Nicholle "Nikki" Jean Leary is an American singer.

After studying theatre, Jean began her career as the lead singer of the Philadelphia-based band Nouveau Riche. She began posting acoustic music online. Jean gained major recognition after being featured on Lupe Fiasco's single "Hip-Hop Saved My Life" in 2008; she continues to work on frequent collaborations with him.

In 2011, Jean signed as a recording contract with indie record label S-Curve Records and released the concept album Pennies in a Jar, where she collaborated with songwriters such as Bob Dylan.  In 2014, she released her album Champagne Water EP (2014) and, in 2018, she signed a recording contract with Rhymesayers Entertainment for the release of her album Beautiful Prison (2019).

Early life 
Nikki Jean was born in St. Paul, Minnesota, United States. She moved around with her mother and spent time in both South Dakota and Minnesota. Jean eventually began attending high school in both St. Paul and Pittsburgh, Pennsylvania.

During her years as a child actor in the Minneapolis theater scene, Jean spent two years under the tutelage of musical artists JD and Fred Steele, whom she credits for her vocal arrangement. She attended college early and graduated from Howard University with a degree in Sociology. At Howard, Jean was invited to Philadelphia, Pennsylvania and would soon join the band Nouveau Riche as its lead singer.

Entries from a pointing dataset
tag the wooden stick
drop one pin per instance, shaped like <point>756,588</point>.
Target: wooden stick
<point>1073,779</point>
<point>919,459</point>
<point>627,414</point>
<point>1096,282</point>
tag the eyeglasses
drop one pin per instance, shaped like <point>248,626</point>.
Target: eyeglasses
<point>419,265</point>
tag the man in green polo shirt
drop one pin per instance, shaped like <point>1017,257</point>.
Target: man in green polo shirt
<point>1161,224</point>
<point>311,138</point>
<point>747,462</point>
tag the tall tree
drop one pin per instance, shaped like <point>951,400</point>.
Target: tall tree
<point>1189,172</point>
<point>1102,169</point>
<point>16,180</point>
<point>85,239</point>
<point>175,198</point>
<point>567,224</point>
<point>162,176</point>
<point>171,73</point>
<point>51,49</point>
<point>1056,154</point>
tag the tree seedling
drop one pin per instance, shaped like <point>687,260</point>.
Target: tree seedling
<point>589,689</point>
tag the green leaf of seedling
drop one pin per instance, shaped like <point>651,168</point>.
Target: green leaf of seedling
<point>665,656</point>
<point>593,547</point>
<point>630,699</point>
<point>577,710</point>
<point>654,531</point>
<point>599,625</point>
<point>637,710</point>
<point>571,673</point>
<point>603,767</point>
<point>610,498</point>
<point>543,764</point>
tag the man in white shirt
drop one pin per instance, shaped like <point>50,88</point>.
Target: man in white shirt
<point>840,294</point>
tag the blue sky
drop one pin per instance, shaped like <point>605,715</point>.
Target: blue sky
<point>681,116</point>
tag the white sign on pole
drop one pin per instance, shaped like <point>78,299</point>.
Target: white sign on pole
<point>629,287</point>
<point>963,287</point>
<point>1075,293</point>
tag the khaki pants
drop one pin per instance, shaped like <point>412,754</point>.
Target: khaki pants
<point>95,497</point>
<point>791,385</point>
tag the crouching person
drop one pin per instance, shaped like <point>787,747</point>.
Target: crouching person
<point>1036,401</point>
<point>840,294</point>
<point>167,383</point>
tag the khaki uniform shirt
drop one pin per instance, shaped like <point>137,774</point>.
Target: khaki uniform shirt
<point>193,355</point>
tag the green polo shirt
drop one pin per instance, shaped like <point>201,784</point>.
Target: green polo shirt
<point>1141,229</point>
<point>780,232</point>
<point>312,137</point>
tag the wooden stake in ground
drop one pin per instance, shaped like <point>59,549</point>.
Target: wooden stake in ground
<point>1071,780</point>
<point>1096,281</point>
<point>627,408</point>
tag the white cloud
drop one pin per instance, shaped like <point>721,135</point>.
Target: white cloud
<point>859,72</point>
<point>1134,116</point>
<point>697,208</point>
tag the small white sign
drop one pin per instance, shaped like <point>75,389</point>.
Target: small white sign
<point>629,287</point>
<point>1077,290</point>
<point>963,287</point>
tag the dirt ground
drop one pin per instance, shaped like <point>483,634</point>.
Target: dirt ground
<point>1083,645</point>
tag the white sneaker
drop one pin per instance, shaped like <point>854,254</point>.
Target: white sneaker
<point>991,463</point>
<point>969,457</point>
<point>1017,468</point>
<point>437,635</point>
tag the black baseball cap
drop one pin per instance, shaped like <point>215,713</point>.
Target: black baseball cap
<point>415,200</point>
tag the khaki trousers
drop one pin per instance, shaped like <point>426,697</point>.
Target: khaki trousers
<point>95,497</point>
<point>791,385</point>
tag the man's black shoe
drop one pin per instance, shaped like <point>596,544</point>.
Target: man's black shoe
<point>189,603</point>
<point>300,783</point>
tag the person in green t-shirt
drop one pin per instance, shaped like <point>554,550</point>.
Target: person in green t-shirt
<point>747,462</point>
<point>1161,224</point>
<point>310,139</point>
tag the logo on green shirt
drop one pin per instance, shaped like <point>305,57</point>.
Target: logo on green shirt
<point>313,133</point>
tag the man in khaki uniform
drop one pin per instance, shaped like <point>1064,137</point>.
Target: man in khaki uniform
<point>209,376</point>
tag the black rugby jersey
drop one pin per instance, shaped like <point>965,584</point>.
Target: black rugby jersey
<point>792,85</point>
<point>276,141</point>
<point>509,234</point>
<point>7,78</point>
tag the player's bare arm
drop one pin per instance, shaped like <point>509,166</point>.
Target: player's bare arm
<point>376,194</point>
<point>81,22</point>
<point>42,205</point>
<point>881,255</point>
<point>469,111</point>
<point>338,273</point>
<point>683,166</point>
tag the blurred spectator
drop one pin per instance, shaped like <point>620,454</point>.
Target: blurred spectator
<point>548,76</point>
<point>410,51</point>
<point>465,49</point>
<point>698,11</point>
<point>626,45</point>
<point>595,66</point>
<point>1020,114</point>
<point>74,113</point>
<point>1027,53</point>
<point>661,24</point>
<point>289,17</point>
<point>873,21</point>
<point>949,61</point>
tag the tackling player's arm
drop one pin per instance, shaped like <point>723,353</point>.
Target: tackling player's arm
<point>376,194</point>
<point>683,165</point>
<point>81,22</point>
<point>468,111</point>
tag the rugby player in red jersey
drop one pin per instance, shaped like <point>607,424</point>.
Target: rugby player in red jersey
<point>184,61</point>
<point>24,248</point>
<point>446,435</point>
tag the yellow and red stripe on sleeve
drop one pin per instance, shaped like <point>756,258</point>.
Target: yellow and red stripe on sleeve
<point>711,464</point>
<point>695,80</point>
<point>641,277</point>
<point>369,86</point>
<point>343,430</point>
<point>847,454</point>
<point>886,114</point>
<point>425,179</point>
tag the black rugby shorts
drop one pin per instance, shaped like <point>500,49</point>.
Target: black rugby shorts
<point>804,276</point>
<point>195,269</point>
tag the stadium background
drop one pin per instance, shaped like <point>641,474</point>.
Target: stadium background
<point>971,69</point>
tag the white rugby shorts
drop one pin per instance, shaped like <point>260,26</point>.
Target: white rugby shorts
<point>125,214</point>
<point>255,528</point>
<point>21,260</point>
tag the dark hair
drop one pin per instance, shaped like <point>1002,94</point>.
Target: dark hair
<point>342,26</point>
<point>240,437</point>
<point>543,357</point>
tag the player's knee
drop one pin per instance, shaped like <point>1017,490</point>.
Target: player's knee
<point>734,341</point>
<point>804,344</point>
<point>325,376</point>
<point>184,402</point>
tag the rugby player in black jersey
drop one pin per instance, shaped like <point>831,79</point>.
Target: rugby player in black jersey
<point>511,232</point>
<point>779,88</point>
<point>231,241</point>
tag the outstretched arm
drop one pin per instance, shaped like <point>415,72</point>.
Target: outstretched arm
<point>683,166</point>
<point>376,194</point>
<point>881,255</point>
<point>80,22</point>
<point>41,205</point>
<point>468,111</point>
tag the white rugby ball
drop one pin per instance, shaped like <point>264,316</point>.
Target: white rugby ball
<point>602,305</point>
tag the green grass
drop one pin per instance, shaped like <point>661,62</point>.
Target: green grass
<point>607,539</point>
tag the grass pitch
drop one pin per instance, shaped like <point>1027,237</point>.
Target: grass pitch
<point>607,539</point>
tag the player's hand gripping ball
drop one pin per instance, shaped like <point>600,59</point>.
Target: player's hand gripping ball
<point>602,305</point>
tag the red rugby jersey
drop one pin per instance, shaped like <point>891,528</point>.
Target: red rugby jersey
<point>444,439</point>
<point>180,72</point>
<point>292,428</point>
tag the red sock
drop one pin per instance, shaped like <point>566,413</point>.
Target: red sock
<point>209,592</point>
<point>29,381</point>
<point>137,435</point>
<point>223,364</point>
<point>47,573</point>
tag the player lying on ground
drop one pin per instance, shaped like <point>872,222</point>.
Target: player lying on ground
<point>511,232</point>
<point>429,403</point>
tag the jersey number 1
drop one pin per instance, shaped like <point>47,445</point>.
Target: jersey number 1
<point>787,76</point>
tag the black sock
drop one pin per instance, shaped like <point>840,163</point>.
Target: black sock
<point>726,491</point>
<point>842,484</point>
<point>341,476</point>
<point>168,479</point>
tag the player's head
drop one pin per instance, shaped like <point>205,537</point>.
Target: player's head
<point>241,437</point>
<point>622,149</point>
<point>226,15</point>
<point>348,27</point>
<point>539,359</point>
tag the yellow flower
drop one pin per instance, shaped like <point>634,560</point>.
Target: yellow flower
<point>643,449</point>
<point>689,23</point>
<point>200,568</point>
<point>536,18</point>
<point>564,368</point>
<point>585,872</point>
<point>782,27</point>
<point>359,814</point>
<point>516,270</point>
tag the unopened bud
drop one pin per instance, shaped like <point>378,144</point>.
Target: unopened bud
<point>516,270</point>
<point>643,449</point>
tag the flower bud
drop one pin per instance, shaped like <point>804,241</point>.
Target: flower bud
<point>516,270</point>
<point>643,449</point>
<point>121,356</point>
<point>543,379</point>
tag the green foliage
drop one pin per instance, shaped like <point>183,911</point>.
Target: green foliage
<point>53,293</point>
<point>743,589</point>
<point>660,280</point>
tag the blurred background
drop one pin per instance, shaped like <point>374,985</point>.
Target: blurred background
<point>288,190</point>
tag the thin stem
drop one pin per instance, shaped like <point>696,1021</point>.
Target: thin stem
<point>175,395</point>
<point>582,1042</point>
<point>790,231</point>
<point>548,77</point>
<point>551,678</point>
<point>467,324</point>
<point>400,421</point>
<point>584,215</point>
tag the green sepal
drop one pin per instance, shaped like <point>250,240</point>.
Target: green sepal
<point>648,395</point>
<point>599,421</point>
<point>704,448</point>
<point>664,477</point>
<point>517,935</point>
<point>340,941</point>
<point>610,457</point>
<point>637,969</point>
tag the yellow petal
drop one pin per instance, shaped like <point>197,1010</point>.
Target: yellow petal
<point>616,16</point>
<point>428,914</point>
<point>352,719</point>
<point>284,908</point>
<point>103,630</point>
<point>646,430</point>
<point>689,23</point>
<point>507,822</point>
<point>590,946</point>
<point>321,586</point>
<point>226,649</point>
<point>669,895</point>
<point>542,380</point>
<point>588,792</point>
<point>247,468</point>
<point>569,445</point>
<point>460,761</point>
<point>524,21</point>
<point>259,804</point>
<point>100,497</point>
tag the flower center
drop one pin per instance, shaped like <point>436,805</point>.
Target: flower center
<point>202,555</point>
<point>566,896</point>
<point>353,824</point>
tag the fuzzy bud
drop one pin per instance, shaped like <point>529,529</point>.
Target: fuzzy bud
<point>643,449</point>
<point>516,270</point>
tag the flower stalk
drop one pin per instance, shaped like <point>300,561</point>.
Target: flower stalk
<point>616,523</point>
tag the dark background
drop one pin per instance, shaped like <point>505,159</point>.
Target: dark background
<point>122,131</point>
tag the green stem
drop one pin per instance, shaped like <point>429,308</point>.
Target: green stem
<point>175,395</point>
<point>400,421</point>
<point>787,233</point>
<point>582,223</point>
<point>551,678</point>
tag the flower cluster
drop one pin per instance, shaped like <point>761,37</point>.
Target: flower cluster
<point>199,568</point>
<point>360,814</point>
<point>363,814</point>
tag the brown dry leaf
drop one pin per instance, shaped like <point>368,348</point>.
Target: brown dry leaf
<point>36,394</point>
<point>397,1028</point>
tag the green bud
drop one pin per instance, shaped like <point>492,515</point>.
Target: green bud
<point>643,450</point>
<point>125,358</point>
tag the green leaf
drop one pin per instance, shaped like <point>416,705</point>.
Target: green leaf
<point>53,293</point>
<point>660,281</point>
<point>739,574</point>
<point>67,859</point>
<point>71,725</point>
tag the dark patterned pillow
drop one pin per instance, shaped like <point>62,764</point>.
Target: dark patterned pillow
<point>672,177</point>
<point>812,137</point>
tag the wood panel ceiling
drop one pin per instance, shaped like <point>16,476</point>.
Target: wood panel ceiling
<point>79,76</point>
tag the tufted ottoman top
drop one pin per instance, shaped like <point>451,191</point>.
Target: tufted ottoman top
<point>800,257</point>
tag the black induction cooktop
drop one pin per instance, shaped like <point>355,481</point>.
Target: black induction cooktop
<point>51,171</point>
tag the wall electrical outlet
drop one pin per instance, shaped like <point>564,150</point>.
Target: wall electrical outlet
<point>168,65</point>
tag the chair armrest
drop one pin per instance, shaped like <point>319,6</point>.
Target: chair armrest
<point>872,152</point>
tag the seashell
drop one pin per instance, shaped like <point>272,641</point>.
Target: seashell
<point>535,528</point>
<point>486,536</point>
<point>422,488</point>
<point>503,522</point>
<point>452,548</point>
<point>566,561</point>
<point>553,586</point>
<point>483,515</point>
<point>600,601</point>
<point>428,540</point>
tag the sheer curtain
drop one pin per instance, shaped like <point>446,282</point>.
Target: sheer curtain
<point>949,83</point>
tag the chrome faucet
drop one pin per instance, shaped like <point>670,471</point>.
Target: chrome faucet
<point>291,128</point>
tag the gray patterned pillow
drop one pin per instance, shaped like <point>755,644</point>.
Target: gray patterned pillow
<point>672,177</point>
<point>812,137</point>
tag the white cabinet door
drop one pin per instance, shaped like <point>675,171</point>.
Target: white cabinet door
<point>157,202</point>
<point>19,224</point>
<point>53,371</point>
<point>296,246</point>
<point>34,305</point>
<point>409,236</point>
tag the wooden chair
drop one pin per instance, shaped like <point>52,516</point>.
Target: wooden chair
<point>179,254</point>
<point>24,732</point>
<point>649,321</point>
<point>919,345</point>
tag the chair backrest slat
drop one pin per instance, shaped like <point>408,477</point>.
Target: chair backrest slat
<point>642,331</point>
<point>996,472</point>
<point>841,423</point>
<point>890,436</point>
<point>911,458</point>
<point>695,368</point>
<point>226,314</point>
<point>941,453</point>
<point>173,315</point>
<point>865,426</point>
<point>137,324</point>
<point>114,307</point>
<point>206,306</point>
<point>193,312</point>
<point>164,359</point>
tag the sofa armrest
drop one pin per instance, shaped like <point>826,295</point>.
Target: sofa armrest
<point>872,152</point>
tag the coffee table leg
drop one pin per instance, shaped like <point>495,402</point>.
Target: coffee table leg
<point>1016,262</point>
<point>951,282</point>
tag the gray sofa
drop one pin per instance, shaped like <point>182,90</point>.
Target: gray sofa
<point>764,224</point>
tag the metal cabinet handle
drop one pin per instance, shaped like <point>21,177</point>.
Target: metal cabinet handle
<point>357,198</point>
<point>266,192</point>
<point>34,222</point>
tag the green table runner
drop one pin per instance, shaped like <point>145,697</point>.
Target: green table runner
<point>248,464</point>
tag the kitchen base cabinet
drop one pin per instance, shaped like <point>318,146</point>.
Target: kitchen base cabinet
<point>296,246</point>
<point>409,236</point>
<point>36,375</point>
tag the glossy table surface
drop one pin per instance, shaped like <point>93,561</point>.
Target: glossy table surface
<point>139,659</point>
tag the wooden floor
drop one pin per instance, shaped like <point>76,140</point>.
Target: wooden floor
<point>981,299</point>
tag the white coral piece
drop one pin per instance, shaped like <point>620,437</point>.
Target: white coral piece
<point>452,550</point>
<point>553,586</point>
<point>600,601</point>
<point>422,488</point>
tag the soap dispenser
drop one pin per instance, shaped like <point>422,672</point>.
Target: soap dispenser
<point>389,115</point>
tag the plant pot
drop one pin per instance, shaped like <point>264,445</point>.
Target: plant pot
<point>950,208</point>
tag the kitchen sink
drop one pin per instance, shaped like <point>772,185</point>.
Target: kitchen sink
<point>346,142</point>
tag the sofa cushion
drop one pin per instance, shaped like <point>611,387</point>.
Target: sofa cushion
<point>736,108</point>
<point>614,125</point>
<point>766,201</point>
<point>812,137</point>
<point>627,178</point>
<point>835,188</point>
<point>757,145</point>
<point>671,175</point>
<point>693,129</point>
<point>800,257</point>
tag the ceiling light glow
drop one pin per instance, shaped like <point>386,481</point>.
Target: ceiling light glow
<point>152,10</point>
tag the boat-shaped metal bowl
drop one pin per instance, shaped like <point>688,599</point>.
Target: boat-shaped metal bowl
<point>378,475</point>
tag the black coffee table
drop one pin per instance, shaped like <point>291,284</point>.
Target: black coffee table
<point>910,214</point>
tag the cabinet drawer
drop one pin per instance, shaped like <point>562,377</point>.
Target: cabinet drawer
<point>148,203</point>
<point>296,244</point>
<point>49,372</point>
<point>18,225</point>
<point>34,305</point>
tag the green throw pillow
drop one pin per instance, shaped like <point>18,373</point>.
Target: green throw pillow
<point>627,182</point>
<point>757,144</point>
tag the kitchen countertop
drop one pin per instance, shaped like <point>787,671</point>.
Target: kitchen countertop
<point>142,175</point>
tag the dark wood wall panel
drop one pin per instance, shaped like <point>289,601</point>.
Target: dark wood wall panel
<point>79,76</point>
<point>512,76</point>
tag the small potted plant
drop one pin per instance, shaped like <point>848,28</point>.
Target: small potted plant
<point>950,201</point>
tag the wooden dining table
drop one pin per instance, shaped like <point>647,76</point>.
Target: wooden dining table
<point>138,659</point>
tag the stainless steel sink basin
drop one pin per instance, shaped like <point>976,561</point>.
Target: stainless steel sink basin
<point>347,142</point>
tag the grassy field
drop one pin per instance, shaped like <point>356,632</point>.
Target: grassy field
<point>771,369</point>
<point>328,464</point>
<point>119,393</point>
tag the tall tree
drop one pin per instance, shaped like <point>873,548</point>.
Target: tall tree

Problem description: Copy the full Nikki Jean biography above, word for word.

Response for this exercise:
Nicholle "Nikki" Jean Leary is an American singer.

After studying theatre, Jean began her career as the lead singer of the Philadelphia-based band Nouveau Riche. She began posting acoustic music online. Jean gained major recognition after being featured on Lupe Fiasco's single "Hip-Hop Saved My Life" in 2008; she continues to work on frequent collaborations with him.

In 2011, Jean signed as a recording contract with indie record label S-Curve Records and released the concept album Pennies in a Jar, where she collaborated with songwriters such as Bob Dylan.  In 2014, she released her album Champagne Water EP (2014) and, in 2018, she signed a recording contract with Rhymesayers Entertainment for the release of her album Beautiful Prison (2019).

Early life 
Nikki Jean was born in St. Paul, Minnesota, United States. She moved around with her mother and spent time in both South Dakota and Minnesota. Jean eventually began attending high school in both St. Paul and Pittsburgh, Pennsylvania.

During her years as a child actor in the Minneapolis theater scene, Jean spent two years under the tutelage of musical artists JD and Fred Steele, whom she credits for her vocal arrangement. She attended college early and graduated from Howard University with a degree in Sociology. At Howard, Jean was invited to Philadelphia, Pennsylvania and would soon join the band Nouveau Riche as its lead singer.